Step 3: Build the ingestor Lambda

Once the stack exists, the first Lambda to implement is the ingestor.

This function is triggered by EventBridge every morning and fetches the two EIA series:

  • brent_crudePET.RBRTE.D
  • wti_crudePET.RWTC.D

It then writes raw JSON files into paths like:

raw/brent_crude/YYYY/MM/DD/snapshot.json
raw/wti_crude/YYYY/MM/DD/snapshot.json

That gives me a simple daily partition layout that is easy to inspect and easy to backfill.

I also added a backfill flag so the same Lambda can handle both the daily run and the historical load. I used that once to backfill the series to 2 January 1986.

The ingestor is straightforward. The EIA API key lives in Lambda environment variables, the series map is hardcoded in the function, and the backfill flag decides whether the run is fetching the latest records or the full history. Each run writes a raw snapshot into a dated S3 path, which gives me traceability as well as a clean handoff into the transformer.

Ingestor code

"""
Lambda: oil_price_ingestor
Triggered by: EventBridge (daily cron) or manual invoke with {"backfill": true}
Purpose: Fetch Brent and WTI spot prices from EIA API, write raw snapshot to S3.

Backfill mode:
  Invoke manually: aws lambda invoke --function-name oil_price_ingestor \
      --payload '{"backfill": true}' response.json
  This fetches the full available EIA history (~8,000+ daily records per series)
  and writes to the same raw/ prefix structure as the daily run, so the transformer
  can rebuild processed/latest.json from the full dataset.

————

Rewrite the ingestor Lambda section starting at the words "raw/brent_crude/YYYY/MM/DD/snapshot.json" and stopping after "into the transformer.", and swap in "backfill option" wherever "backfill flag" appears. The lines after this point have no connection to the ingestor Lambda section.

* _Collected material_
————

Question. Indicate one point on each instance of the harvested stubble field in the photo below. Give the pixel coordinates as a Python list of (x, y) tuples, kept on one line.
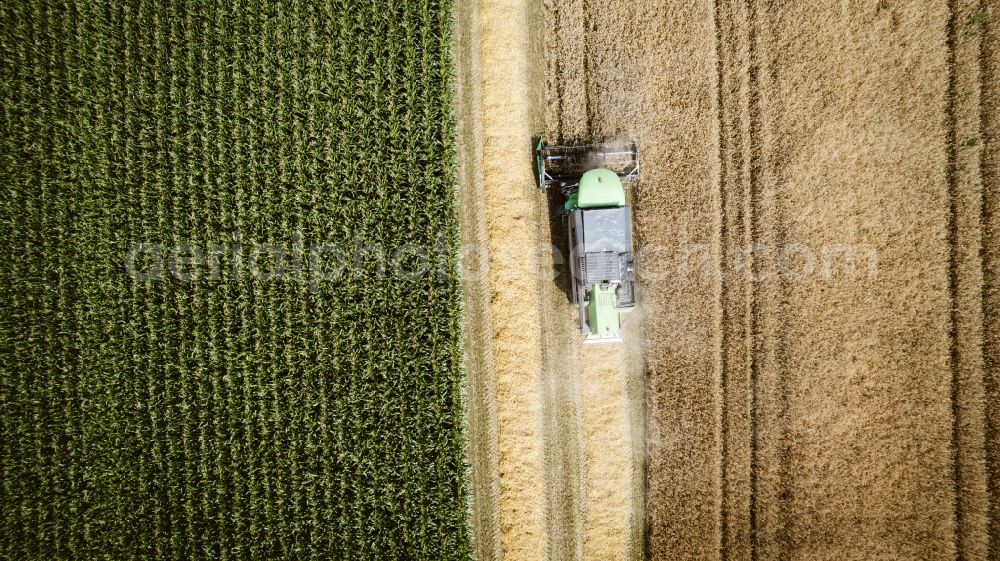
[(218, 413), (797, 408)]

————

* _Exercise answer_
raw/brent_crude/YYYY/MM/DD/snapshot.json
raw/wti_crude/YYYY/MM/DD/snapshot.json

That gives me a simple daily partition layout that is easy to inspect and easy to backfill.

I also added a backfill option so the same Lambda can handle both the daily run and the historical load. I used that once to backfill the series to 2 January 1986.

The ingestor is straightforward. The EIA API key lives in Lambda environment variables, the series map is hardcoded in the function, and the backfill option decides whether the run is fetching the latest records or the full history. Each run writes a raw snapshot into a dated S3 path, which gives me traceability as well as a clean handoff into the transformer.